**Brief:** Word by word and line by line, write out all of the records.

[Dataset entries]
-*-*-
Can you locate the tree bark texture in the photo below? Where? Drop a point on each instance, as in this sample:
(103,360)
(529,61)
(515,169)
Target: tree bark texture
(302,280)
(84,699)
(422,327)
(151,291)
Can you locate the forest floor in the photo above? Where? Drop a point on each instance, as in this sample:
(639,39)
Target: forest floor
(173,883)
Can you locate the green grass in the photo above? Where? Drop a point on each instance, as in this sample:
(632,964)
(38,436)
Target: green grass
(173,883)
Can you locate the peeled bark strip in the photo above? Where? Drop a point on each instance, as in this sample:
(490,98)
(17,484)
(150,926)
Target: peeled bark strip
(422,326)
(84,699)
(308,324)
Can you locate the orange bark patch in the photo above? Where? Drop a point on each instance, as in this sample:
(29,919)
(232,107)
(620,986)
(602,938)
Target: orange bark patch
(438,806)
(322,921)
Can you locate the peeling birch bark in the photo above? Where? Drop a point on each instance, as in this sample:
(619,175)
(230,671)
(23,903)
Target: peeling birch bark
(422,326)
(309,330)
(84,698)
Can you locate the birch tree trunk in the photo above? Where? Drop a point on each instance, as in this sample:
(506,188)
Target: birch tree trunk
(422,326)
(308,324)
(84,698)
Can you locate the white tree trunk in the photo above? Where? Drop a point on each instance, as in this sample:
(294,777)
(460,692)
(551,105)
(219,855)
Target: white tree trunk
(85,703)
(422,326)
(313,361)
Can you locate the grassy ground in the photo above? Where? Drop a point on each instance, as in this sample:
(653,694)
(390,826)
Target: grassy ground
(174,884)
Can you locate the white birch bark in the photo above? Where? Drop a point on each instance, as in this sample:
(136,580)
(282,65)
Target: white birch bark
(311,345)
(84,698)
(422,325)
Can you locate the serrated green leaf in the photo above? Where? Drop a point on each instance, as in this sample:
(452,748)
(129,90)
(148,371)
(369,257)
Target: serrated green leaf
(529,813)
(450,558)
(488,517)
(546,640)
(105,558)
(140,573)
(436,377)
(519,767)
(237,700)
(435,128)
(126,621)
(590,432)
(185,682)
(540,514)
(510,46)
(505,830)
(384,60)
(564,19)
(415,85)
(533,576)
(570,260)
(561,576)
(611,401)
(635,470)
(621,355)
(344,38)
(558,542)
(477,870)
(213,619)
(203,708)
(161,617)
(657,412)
-*-*-
**Task output:**
Can you locate the tree bark texture in the photo below? Where? Drop a point on each instance, as in this sample:
(103,360)
(529,61)
(515,169)
Target: tree bark texture
(302,280)
(84,699)
(422,327)
(151,291)
Can you locate the forest floor in the photo above? Where? Drop a point on each instance, as in this sample:
(639,39)
Target: forest floor
(173,883)
Can you locate the green grass in the photo above? Where? Drop a point on each instance, as in this sample:
(632,964)
(38,436)
Target: green grass
(173,883)
Can you locate the peeled bark strip in the photo above? Where? Drop a point on each instance, as in this sample:
(490,98)
(17,484)
(150,926)
Target: peeled bark strip
(422,326)
(84,699)
(308,324)
Can you locate the orange bark patch in the photo above? Where? Drop a point on each instance, as in this sample:
(29,919)
(232,107)
(620,986)
(602,938)
Target: orange bark patch
(438,806)
(322,921)
Can you locate the peeling birch bark in the photo above? Where? Drop a point on each instance, as in this sample:
(619,175)
(230,671)
(23,903)
Target: peeling birch bark
(422,326)
(309,330)
(84,698)
Can you locate the birch tree trunk in the photo above? Where? Drop a point on each instance, as in this sample:
(506,188)
Target: birch tree trunk
(422,326)
(308,324)
(84,698)
Can you locate the white tree trunk in the photo above? Where? Drop a point on each instance, as in this sample:
(294,777)
(460,692)
(551,105)
(219,855)
Target: white tree trunk
(85,703)
(422,326)
(313,361)
Can you locate the grassy ground in the photo above? Where? Drop a point on each instance, as in this sample:
(653,694)
(390,826)
Target: grassy ground
(174,884)
Can you locate the white birch bark in the photo above? Where? Drop a point on each instance, as in this sample:
(136,580)
(282,65)
Target: white birch bark
(311,345)
(84,698)
(422,325)
Can you locate the serrated green leaf in the photo above? Where? Drop a point on each instance, as in this sample:
(452,748)
(129,90)
(148,371)
(369,257)
Target: serrated green leaf
(529,813)
(450,558)
(488,517)
(546,640)
(105,558)
(140,573)
(436,377)
(519,767)
(237,700)
(435,128)
(126,621)
(590,432)
(185,682)
(540,514)
(510,46)
(505,830)
(384,60)
(564,19)
(415,85)
(533,576)
(570,260)
(561,576)
(611,401)
(635,470)
(621,355)
(344,38)
(558,542)
(477,870)
(213,619)
(203,708)
(161,617)
(657,412)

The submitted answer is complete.